====== Record excerpts ======

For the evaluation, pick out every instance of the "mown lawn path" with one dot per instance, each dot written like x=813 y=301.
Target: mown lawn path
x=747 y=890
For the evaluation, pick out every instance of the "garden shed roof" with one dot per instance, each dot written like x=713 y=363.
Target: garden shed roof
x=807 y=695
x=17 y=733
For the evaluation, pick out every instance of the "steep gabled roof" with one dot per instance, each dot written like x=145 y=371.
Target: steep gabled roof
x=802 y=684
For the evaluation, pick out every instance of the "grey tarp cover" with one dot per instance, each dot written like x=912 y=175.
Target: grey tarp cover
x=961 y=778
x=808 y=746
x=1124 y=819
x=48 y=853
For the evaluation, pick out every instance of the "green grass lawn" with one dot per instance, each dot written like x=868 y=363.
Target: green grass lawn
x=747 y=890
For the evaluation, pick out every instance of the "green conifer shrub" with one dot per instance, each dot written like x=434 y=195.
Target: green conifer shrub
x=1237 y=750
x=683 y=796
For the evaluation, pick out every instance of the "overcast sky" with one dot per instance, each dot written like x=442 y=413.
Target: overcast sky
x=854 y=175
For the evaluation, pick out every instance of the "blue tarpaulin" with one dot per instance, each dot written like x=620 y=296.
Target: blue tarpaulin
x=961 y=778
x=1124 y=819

======

From the records above, extract every entry exactly as given.

For the evaluation, pick out every instance of the "mown lawn path" with one dot per instance, each dot written like x=813 y=301.
Target: mown lawn path
x=747 y=890
For the evaluation, pick out every instance of the "garden shed roof" with one dot per instance, each dot written like x=713 y=363.
Target: garden shed roof
x=807 y=695
x=17 y=733
For the evaluation, pick out every instance of the "steep gabled roof" with one dot per instance, each dot written like x=145 y=371.
Target: steep gabled roof
x=802 y=684
For the evaluation, pick out every instance of the "grey tarp cover" with one dot per instance, each dot written like x=912 y=175.
Target: grey tarp cover
x=961 y=778
x=808 y=746
x=1124 y=819
x=48 y=853
For the evaluation, pick out every instance of the "green grass lawn" with one dot per instance, each dot written like x=868 y=363.
Target: green grass lawn
x=747 y=890
For the evaluation, pick out every instance of the "green conifer shrub" with one dot per instance, each dot written like x=434 y=195.
Target: green conifer shrub
x=1237 y=750
x=683 y=796
For the evaluation, pick out every instance of the "overcast sky" with one dot per instance, each dot written like x=442 y=413.
Target: overcast sky
x=854 y=175
For the evaluation, pick out every instance of the "blue tarpaulin" with one dot per instance, each dot written like x=620 y=296.
Target: blue tarpaulin
x=961 y=778
x=1124 y=819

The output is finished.